■ EXTRACTO DEL DOCUMENTO
────────────────────────────────────────

En estos días hay un gran revuelo político. Y no es para menos, ya que según anunciaron las autoridades de Aratirí, dejaron en suspenso sus planes de explotar yacimientos mineros en el país.

 

Aratirí es una firma de capitales indios creada por el grupo Zamin Ferrous. Su rubro principal es la extracción, procesamiento y exportación del hierro. Según la información de su página web, “Se trata de un importante proyecto nuevo ubicado en Valentines, en el centro este de Uruguay, con una inversión aproximada de US$ 3.000 millones que podría impulsar un crecimiento significativo de la economía uruguaya”.

Esa cifra representaría la más alta inversión que el Uruguay haya tenido en su historia. ¡Con razón que el gobierno y todo el sistema político se han puesto tan nerviosos!

Consideramos que lo que está ocurriendo con respecto a este mega proyecto, y las reacciones que han tenido los diferentes actores políticos, dan pie para hacer un análisis de la razones por las cuales Uruguay es un país pobre, despoblado y subdesarrollado.

Para empezar, veamos qué es lo que está planteando el sistema político:

El diputado José Carlos Cardoso del Partido Nacional, propuso nacionalizar el hierro con el fin de obtener una ganancia superior al 5%, que es el canon fijado en el Código Minero. Cardoso se reunió con el presidente José Mujica, y éste último se entusiasmó tanto con la propuesta, que incluso mencionó la posibilidad de obtener un 50% (palabras textuales: “fifty-fifty”), en el negocio con la minera.

────────────────────────────────────────

■ REQUISITOS DE LA TAREA
Prosiga el texto sobre el proyecto minero de Aratirí a partir de su última oración.

────────────────────────────────────────

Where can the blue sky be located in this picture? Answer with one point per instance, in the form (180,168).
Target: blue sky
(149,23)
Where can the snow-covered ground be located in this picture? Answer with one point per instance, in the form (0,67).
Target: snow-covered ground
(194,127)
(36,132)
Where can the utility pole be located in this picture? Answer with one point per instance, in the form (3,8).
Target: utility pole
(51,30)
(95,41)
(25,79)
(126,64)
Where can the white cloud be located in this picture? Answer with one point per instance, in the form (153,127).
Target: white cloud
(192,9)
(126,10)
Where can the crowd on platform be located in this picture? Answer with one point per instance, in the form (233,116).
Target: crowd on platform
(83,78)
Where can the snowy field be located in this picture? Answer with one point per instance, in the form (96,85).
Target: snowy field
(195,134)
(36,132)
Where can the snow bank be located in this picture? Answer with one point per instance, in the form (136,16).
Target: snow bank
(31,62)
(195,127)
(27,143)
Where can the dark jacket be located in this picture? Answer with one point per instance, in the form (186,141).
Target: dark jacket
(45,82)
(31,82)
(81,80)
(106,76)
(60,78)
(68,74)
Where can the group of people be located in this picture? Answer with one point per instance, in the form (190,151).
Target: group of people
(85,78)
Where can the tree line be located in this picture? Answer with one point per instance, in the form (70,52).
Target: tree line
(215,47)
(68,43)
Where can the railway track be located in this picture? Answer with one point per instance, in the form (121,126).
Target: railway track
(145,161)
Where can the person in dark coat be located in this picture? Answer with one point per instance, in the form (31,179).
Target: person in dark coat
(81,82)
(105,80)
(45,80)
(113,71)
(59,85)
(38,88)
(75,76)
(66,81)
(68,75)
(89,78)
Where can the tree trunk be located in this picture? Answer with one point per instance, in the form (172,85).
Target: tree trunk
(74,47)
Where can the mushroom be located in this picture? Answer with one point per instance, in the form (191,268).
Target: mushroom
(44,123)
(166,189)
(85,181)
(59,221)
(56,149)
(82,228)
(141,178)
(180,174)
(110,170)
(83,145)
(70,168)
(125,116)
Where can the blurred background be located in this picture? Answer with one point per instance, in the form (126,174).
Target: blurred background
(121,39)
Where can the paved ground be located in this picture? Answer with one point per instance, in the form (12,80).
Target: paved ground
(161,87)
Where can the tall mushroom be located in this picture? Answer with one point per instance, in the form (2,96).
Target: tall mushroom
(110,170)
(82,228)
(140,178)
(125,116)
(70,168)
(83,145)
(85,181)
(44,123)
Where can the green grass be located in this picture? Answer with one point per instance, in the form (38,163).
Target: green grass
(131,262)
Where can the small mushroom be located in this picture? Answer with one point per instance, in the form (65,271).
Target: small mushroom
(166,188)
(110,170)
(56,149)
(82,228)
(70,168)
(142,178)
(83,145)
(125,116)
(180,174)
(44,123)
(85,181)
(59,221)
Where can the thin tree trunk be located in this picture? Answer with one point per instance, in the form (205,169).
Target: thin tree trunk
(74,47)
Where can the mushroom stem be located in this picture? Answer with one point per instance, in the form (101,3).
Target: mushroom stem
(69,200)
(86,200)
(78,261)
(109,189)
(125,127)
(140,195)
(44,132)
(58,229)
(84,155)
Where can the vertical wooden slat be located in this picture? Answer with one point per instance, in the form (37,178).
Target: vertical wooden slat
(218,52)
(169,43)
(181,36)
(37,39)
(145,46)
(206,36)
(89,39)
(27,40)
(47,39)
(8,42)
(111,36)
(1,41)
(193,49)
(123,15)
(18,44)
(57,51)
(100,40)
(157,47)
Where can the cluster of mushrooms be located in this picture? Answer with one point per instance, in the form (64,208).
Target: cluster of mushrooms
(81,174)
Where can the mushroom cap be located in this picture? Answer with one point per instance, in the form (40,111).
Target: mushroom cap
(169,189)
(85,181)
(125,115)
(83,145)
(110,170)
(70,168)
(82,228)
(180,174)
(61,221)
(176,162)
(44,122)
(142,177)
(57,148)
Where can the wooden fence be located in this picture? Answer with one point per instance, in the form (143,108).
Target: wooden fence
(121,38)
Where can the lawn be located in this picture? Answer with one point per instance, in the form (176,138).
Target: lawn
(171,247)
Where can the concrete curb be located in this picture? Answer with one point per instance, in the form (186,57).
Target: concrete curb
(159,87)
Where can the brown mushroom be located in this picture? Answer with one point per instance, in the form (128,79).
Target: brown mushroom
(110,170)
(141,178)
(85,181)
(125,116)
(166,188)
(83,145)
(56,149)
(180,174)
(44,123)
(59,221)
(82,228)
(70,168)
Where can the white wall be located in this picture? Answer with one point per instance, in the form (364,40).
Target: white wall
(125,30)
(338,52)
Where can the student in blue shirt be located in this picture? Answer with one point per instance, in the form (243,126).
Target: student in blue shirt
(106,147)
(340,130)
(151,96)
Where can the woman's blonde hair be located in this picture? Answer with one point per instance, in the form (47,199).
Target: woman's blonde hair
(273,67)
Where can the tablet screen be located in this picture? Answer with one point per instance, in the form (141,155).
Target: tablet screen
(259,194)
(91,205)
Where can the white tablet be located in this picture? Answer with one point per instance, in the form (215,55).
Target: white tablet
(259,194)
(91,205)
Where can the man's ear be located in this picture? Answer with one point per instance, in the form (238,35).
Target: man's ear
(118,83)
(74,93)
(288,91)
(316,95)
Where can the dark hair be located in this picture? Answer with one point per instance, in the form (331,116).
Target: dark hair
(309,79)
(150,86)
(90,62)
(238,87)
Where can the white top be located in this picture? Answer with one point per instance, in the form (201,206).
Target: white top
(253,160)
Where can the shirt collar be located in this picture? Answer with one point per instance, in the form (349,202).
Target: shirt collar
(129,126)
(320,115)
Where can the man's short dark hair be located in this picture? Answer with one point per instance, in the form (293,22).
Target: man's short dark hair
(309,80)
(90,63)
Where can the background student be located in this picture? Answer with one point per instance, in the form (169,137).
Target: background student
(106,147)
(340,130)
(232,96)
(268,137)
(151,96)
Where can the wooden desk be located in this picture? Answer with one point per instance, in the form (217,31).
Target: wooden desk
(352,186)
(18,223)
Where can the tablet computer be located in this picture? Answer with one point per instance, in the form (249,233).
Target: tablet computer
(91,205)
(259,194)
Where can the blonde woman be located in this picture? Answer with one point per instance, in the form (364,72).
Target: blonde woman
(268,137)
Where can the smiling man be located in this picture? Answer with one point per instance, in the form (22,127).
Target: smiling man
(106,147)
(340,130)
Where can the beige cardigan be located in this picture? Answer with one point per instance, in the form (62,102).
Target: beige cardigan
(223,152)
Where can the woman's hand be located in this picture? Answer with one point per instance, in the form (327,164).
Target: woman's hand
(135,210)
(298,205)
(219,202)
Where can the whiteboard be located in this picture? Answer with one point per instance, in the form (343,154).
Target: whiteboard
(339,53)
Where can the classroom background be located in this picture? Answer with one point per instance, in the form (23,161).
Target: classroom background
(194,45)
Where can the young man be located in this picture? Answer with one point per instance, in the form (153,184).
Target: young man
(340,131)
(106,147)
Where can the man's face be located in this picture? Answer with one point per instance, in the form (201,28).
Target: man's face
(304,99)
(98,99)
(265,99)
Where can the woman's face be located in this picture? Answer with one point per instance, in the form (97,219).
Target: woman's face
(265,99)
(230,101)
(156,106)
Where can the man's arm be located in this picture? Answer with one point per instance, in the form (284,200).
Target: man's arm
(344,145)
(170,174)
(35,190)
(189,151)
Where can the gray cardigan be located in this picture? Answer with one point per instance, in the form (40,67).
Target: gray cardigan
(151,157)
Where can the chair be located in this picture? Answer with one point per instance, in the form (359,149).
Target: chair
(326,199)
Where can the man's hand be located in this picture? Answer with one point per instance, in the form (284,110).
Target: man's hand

────────────────────────────────────────

■ RESULTADO DE LA TAREA
Una nacionalización, no es algo que le rechine al senador herrerista Luis Alberto Heber, por lo que eventualmente, estaría dispuesto a aceptarla. Por su parte, el líder de Alianza Nacional, el senador Jorge Larrañaga, considera que entre todas las alternativas disponibles, la que más le agrada es la tesis de Juan Andrés Ramírez, quien sostuvo que si lo que se quiere es que el Estado tenga el control de casi todo el hierro, lo único que hay que hacer, es aplicar el Régimen de Reserva Minera. Según Larrañaga, “Este mecanismo blinda al país, mejora sus potencialidades y si queremos obtener más recursos para el Estado, esta es la mejor opción”.

También desde el Frente Amplio, se sumaron las voces que apoyan la idea de que el Estado obtenga más beneficios en el negocio minero.

Y hasta el Partido Independiente, quiere una mayor ganancia para el Estado en la explotación minera.

Una de las pocas voces disidentes, ha sido la del ex ministro de Industria y actual senador, el socialista Daniel Martínez. Él ha expuesto dos argumentos, que ninguno de los políticos o partidos mencionados parece haber considerado:

  1. Que los recursos mineros ya están nacionalizados, en virtud del Código Minero (Ley Nº 15.242 de 8 de enero de 1982). En efecto, en su artículo 4to. expresa: “Todos los yacimientos de sustancias minerales existentes en el subsuelo marítimo o terrestre o que afloren en la superficie del territorio nacional integran en forma inalienable e imprescriptible, el dominio del Estado”.
  2. Que cobrar un canon mayor puede poner en riesgo la rentabilidad de la empresa privada, y por ende, hacerla desistir de realizar esa inversión.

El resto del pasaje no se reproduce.